### Te doen:
a – Beantwoord de volgende vragen over het tekstfragment.
(i) Waarop werd volgens het tekstfragment bespaard?
(ii) Van welke touroperator was Albert de Koning eigenaar?
(iii) In welk jaar sprak de rechtbank van koophandel het faillissement uit?
b – Herschrijf het stuk van het tekstfragment dat opent met "WPC stond terug" en sluit met "mij niet bekend.", en zet daarin "taximaatschappij" in plaats van "busmaatschappij".

Het beleid op alle niveaus, zowel raad van bestuur als directie, als personeel, was catastrofaal. Eén voorbeeld: men bespaarde op toiletpapier, maar in een kelder lagen 50 nieuwe computers te roesten. De kosten waren veel te hoog maar sommige bestuurders kregen gigantische vergoedingen. Tenslotte: de boekhouding was onbestaand.
Conclusie: de groep was niet te redden. Daarenboven had Mannerie ook met zijn andere bedrijven zware problemen (5). Maar dan dook het adressenboekje van WPC op. Hij kwam aan met een Nederlandse overnemer, ene Albert de Koning, eigenaar van de touroperator Mobiplan en de reisketen Olympus. Deze Hollander was zo geil gemaakt door WPC dat hij zelfs niet luisterde naar de negatieve aspecten van een eventuele overname die hem door mij en Mr. William Engelen, de advocaat van Go Bluebird, ambtshalve werden voorgehouden. De Koning nam blindelings het handelsfonds van Go Bluebird over (6) en de vennootschap zelf, die werd omgedoopt in DTVK, ging in vereffening. Ikzelf en Mr. Engelen werden aangesteld tot vereffenaars maar de toestand is zo slecht dat wij verplicht werden om de boeken neer te leggen.
WPC stond terug bij af. Hem restte nog één kantoor in Sint Truiden, dat hij altijd wijselijk buiten Go Bluebird had gehouden, en de busmaatschappij. Maar ook daar was het einde nakend. In 1991 sprak de rechtbank van koophandel, op verzoek van de RSZ, het faillissement uit. WPC ging in beroep tegen deze uitspraak. Het resultaat van deze procedure is mij niet bekend.

### Opgeslagen gegevens:

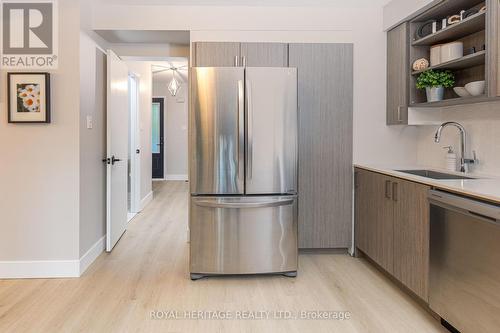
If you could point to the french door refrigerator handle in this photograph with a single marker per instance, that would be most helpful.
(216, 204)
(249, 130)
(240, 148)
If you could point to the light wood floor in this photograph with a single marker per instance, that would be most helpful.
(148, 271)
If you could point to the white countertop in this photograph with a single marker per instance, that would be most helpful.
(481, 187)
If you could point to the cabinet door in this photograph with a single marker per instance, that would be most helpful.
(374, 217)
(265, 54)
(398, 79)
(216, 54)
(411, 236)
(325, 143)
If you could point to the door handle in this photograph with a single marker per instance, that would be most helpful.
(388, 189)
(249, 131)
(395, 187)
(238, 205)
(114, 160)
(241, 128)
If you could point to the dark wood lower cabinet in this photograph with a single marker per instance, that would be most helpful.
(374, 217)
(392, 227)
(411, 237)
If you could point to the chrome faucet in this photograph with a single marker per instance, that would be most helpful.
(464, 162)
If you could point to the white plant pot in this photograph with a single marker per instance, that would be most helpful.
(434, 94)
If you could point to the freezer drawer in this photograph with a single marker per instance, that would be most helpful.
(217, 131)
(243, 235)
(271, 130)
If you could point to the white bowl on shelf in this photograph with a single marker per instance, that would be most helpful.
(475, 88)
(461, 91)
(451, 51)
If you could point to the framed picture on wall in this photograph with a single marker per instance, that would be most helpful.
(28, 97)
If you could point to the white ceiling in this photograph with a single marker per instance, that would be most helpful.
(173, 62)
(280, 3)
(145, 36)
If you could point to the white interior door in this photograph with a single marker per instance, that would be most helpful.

---

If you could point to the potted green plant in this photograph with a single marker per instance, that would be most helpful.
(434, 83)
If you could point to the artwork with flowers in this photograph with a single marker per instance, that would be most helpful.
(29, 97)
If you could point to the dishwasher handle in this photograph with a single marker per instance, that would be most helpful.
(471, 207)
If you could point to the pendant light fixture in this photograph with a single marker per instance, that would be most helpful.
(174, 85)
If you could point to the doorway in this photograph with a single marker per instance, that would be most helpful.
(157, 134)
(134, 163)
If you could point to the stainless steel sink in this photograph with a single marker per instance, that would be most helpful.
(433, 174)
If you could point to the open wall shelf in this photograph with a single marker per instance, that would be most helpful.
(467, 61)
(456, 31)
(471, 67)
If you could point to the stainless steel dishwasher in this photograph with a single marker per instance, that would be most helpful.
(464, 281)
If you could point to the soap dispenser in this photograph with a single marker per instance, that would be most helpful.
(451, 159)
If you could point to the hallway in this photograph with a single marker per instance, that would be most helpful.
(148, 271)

...

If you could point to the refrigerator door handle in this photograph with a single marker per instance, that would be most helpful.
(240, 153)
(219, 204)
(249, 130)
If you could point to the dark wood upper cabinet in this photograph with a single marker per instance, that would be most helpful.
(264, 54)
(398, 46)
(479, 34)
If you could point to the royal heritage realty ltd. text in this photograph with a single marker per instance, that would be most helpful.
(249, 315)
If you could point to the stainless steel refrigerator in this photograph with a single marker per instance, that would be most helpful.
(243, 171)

### Oplossingen:
a –
(i) Op toiletpapier.
(ii) Mobiplan.
(iii) In 1991.

b –
WPC stond terug bij af. Hem restte nog één kantoor in Sint Truiden, dat hij altijd wijselijk buiten Go Bluebird had gehouden, en de taximaatschappij. Maar ook daar was het einde nakend. In 1991 sprak de rechtbank van koophandel, op verzoek van de RSZ, het faillissement uit. WPC ging in beroep tegen deze uitspraak. Het resultaat van deze procedure is mij niet bekend.